What the exercise asks —
Put the records below into a Markdown table with the columns Row and Line, numbering each nonblank line and leaving out blank lines.

Data rows —
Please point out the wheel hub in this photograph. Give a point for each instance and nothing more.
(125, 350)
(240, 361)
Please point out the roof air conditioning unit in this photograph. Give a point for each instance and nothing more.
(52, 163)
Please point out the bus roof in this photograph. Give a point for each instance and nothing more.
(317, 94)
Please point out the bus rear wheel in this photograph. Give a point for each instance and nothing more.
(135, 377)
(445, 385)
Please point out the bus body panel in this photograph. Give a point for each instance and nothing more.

Output —
| Row | Line |
|---|---|
| 1 | Please point out the wheel hub in this photograph. Give a point for each instance and nothing more. |
| 2 | (125, 350) |
| 3 | (240, 361) |
| 4 | Please point out the roof air conditioning unit in this photograph. Give a point for each instance and nothing more. |
| 5 | (52, 163) |
| 6 | Please point out the bus roof in this photograph. Give a point for each instance and nothing more. |
| 7 | (317, 94) |
| 8 | Please point out the bus rear wheel in this photograph. Give a point for each instance and nothing more. |
| 9 | (135, 377) |
| 10 | (445, 385) |
| 11 | Please point out the bus body panel in this photograph. Give a point for each instance and nothing more. |